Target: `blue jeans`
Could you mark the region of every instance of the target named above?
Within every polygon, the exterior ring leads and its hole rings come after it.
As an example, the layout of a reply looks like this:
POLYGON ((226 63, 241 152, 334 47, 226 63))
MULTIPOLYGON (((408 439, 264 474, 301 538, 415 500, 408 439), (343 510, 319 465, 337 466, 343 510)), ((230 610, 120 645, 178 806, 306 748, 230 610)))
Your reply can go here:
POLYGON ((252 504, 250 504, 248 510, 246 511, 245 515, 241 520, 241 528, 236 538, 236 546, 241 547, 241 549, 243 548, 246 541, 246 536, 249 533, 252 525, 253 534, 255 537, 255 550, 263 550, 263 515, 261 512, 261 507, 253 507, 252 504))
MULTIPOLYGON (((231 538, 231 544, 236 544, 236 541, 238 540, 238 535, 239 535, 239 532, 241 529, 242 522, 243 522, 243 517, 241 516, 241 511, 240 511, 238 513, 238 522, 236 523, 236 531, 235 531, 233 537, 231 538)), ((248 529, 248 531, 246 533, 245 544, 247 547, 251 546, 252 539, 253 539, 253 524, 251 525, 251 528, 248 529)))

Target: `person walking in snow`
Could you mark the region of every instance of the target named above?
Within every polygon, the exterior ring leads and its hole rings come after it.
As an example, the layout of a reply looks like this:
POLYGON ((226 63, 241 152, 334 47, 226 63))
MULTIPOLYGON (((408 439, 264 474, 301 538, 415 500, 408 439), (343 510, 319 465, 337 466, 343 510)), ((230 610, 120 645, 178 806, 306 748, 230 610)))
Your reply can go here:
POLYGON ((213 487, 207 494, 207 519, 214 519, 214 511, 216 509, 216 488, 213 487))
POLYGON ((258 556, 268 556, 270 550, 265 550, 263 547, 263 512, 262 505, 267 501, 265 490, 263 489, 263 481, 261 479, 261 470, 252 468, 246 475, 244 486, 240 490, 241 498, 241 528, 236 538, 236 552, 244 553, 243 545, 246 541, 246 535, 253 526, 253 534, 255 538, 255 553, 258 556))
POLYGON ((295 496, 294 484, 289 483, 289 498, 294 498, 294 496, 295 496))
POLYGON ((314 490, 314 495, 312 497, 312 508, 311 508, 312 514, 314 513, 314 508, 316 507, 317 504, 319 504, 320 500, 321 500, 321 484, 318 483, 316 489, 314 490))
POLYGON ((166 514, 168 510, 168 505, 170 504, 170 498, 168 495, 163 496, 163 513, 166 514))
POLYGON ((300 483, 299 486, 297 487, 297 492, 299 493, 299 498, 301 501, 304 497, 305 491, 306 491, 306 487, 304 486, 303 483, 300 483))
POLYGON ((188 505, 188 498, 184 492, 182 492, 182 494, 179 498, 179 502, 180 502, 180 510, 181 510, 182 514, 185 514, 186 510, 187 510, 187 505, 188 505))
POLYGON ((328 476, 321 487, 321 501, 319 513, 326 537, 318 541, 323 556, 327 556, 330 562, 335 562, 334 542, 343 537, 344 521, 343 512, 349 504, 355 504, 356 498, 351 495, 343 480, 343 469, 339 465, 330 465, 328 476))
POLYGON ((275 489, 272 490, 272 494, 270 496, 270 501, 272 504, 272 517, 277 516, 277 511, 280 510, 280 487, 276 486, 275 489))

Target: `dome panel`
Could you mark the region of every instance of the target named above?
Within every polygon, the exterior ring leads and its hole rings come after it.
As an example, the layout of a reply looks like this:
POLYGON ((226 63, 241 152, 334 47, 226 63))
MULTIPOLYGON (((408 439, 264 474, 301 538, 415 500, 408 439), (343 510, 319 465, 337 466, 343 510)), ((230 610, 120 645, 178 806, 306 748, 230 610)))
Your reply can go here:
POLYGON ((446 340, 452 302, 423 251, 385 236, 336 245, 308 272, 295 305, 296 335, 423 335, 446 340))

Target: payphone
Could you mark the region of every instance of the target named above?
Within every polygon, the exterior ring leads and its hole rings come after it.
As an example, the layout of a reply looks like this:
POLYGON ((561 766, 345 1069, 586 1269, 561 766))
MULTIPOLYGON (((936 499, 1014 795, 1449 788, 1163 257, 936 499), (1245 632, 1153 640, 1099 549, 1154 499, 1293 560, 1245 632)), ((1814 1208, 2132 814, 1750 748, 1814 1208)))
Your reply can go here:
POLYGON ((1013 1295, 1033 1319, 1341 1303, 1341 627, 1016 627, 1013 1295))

● ● ● ● ● ● ●

Produce a verbatim copy of all the material.

Target: `blue jeans`
Could you mark the region of every instance of the target named above?
Within every polygon, the exterior ring leads and its hole rings come after it.
As an example, the layout of a reply looks like this:
POLYGON ((226 63, 241 152, 334 47, 226 63))
MULTIPOLYGON (((408 439, 264 474, 301 538, 415 500, 408 439), (343 510, 319 465, 337 466, 343 510)), ((230 610, 120 645, 178 806, 306 748, 230 610)))
Your reply can go here:
POLYGON ((252 504, 250 504, 248 510, 246 511, 245 515, 241 520, 241 528, 236 538, 236 546, 241 547, 241 549, 243 548, 246 541, 246 536, 249 533, 252 525, 253 534, 255 537, 255 550, 263 550, 263 515, 261 512, 261 507, 253 507, 252 504))
MULTIPOLYGON (((231 538, 231 544, 236 544, 236 541, 238 540, 238 535, 239 535, 239 532, 241 529, 242 522, 243 522, 243 517, 241 516, 241 511, 240 511, 238 513, 238 522, 236 523, 236 531, 235 531, 233 537, 231 538)), ((248 529, 248 531, 246 533, 245 544, 247 547, 251 546, 252 539, 253 539, 253 524, 251 525, 251 528, 248 529)))

Target: `person walking in snow`
Could you mark the region of every instance of the target named above?
Within every polygon, the exterior ring leads and its hole rings come after it.
As an example, the layout of a reply looks like this:
POLYGON ((226 63, 241 152, 334 47, 226 63))
MULTIPOLYGON (((408 439, 264 474, 301 538, 415 500, 408 439), (343 510, 319 465, 337 466, 343 510)), ((230 610, 120 645, 178 806, 306 748, 230 610)))
Your reply can go here:
POLYGON ((213 487, 207 494, 207 519, 214 519, 214 511, 216 509, 216 488, 213 487))
POLYGON ((258 556, 268 556, 270 550, 265 550, 263 547, 263 512, 262 505, 267 501, 265 490, 263 489, 263 481, 261 479, 261 470, 252 468, 246 475, 244 486, 240 490, 241 498, 241 528, 236 538, 236 552, 244 553, 243 545, 246 541, 246 535, 253 526, 253 534, 255 538, 255 553, 258 556))
POLYGON ((295 496, 294 484, 289 483, 289 498, 294 498, 294 496, 295 496))
POLYGON ((314 490, 314 495, 312 497, 312 508, 311 508, 312 514, 314 513, 314 508, 316 507, 317 504, 319 504, 320 500, 321 500, 321 484, 318 483, 316 489, 314 490))
POLYGON ((166 514, 168 510, 168 505, 170 504, 170 498, 168 495, 163 496, 163 513, 166 514))
POLYGON ((300 483, 299 486, 297 487, 297 492, 299 493, 299 498, 301 501, 304 497, 305 491, 306 491, 306 487, 304 486, 303 483, 300 483))
POLYGON ((188 505, 188 498, 184 492, 182 492, 182 494, 179 498, 179 502, 180 502, 180 510, 181 510, 182 514, 185 514, 186 510, 187 510, 187 505, 188 505))
POLYGON ((328 476, 321 487, 321 501, 319 513, 326 537, 318 541, 323 556, 327 556, 330 562, 335 562, 334 542, 343 537, 344 521, 343 512, 349 504, 355 504, 356 498, 351 495, 343 480, 343 469, 339 465, 330 465, 328 476))
POLYGON ((275 489, 272 490, 272 494, 270 496, 270 501, 272 504, 272 517, 277 516, 277 511, 280 510, 280 487, 276 486, 275 489))

Target: `dome panel`
Could you mark the region of every instance of the target named above?
Within every polygon, the exterior ring leads and its hole rings come after it.
As an example, the layout of a reply looks like this:
POLYGON ((226 63, 241 152, 334 47, 226 63))
MULTIPOLYGON (((408 439, 264 474, 301 538, 415 500, 408 439), (343 510, 319 465, 337 466, 343 510)), ((230 610, 120 645, 178 806, 306 748, 230 610)))
Your reply can go here:
POLYGON ((446 340, 452 302, 423 251, 385 236, 336 245, 308 272, 295 305, 296 335, 423 335, 446 340))

Target: payphone
Could you mark the region of every instance of the target named above?
Within every polygon, the exterior ring leads and its hole rings come after it.
As an example, the layout of a reply looks like this:
POLYGON ((561 766, 345 1069, 586 1269, 561 766))
MULTIPOLYGON (((936 499, 1014 795, 1449 788, 1163 257, 936 499), (1245 632, 1153 640, 1099 549, 1154 499, 1293 560, 1245 632)), ((1814 1208, 2132 814, 1750 748, 1814 1208)))
Your reply can go here:
POLYGON ((1013 1295, 1033 1319, 1341 1303, 1341 627, 1016 627, 1013 1295))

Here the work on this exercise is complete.